◆ Written instruction A ◆
Decide whether each of the following statements agrees with the patch excerpt. Answer yes or no for each, and quote the words of the excerpt that decide it. (i) The patch changes three files. (ii) The subject line identifies this as the first patch of two. (iii) `VLLM_API_TOKEN` is required only when the vLLM endpoint requires authentication.
╭─ Passage provided
From c0d9a1b27ce40827a73a70ec1185806a9217a10a Mon Sep 17 00:00:00 2001
From: tfwang <tfwang@alauda.io>
Date: Fri, 24 Apr 2026 15:42:29 +0800
Subject: [PATCH 2/2] update

---
 docs/en/llama_stack/install.mdx               | 57 +++++++++++++++++--
 docs/en/llama_stack/quickstart.mdx            |  2 +-
 .../llama-stack/llama-stack_quickstart.ipynb  | 14 +++--
 3 files changed, 63 insertions(+), 10 deletions(-)

diff --git a/docs/en/llama_stack/install.mdx b/docs/en/llama_stack/install.mdx
index 6aa5f579..3ca1ab1d 100644
--- a/docs/en/llama_stack/install.mdx
+++ b/docs/en/llama_stack/install.mdx
@@ -35,7 +35,7 @@ After the operator is installed, deploy Llama Stack Server by creating a `LlamaS
 > - **Secret (optional)**: `VLLM_API_TOKEN` is only needed when the vLLM endpoint requires authentication. If vLLM has no auth, do not set it. When required, create a Secret in the same namespace and reference it from `containerSpec.env` (see the commented example in the manifest below).
╰─
╭─ Excerpted data
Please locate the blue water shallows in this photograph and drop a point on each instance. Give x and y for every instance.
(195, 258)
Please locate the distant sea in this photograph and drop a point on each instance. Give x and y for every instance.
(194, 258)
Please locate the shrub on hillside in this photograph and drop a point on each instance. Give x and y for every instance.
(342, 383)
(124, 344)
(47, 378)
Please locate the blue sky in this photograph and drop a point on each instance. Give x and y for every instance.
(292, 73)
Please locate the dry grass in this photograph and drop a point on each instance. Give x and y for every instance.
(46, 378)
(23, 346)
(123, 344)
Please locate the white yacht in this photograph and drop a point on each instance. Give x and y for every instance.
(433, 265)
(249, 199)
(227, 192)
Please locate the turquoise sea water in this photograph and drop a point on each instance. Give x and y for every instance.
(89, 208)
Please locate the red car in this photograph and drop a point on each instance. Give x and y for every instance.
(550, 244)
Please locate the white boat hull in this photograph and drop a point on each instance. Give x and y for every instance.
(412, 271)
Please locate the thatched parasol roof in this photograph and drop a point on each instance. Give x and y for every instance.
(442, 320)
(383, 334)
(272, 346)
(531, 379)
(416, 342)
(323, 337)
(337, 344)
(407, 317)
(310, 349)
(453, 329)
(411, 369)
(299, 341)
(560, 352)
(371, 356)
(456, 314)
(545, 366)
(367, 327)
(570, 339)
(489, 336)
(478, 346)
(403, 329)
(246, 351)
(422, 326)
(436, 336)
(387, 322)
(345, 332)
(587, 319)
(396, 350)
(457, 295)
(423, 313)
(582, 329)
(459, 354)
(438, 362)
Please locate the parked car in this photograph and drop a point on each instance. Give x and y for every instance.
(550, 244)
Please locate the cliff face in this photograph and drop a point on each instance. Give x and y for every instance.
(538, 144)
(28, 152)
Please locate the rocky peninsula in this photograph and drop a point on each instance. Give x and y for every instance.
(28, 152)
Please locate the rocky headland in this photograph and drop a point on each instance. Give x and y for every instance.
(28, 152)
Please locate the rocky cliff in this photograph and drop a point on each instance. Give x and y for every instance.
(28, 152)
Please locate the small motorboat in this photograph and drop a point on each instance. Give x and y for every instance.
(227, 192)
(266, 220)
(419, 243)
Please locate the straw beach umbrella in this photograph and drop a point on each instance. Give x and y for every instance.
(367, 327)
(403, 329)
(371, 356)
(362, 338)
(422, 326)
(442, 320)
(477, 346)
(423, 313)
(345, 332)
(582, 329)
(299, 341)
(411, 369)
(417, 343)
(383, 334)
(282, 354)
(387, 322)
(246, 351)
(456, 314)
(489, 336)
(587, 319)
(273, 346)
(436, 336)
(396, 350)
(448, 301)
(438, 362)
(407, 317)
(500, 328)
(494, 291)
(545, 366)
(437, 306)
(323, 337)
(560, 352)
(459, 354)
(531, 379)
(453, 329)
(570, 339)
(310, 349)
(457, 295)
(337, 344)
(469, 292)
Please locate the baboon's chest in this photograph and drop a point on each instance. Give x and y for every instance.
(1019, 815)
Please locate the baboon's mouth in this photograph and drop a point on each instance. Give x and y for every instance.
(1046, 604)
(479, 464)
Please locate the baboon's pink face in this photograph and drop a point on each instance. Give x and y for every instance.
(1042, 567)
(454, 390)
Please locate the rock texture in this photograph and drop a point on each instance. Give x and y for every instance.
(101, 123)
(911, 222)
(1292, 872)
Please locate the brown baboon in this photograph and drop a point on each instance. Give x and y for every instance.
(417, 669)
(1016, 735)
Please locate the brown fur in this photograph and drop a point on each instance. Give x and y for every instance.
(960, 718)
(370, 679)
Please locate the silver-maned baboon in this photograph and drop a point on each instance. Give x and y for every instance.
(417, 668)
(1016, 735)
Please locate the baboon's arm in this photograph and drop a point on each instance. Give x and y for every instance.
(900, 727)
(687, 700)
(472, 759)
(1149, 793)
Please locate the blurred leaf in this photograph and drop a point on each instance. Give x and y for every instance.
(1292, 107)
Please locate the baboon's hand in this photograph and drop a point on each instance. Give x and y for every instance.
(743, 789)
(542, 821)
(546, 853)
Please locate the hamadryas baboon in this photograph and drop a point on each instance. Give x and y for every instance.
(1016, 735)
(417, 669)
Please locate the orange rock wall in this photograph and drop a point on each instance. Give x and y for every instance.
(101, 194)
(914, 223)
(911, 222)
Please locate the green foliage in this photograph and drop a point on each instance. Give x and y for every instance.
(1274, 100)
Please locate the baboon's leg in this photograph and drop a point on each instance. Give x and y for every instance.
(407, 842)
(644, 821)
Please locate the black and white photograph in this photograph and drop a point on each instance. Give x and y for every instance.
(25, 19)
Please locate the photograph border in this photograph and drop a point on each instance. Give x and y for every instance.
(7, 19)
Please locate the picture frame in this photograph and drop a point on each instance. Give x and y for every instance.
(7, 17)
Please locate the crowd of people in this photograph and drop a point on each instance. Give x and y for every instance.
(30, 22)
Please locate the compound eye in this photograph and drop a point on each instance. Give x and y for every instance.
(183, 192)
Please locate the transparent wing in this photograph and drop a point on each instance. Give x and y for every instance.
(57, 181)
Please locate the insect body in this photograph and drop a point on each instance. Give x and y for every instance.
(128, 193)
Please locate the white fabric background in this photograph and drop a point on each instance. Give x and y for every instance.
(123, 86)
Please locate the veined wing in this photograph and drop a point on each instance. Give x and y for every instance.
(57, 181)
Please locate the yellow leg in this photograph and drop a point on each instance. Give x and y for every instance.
╰─
◆ Written instruction B ◆
Transcribe the listing from the line that contains "Please locate the silver-maned" down to the line that contains "(1149, 793)", including both of those lines.

◆ Reply A ◆
(i) Yes: "3 files changed, 63 insertions(+), 10 deletions(-)"
(ii) No: "Subject: [PATCH 2/2] update"
(iii) Yes: "`VLLM_API_TOKEN` is only needed when the vLLM endpoint requires authentication."

◆ Reply B ◆
Please locate the silver-maned baboon in this photograph and drop a point on each instance. Give x and y for every instance.
(417, 668)
(1016, 735)
Please locate the baboon's arm in this photograph and drop a point on each instance. Give x and y for every instance.
(900, 727)
(687, 700)
(472, 759)
(1149, 793)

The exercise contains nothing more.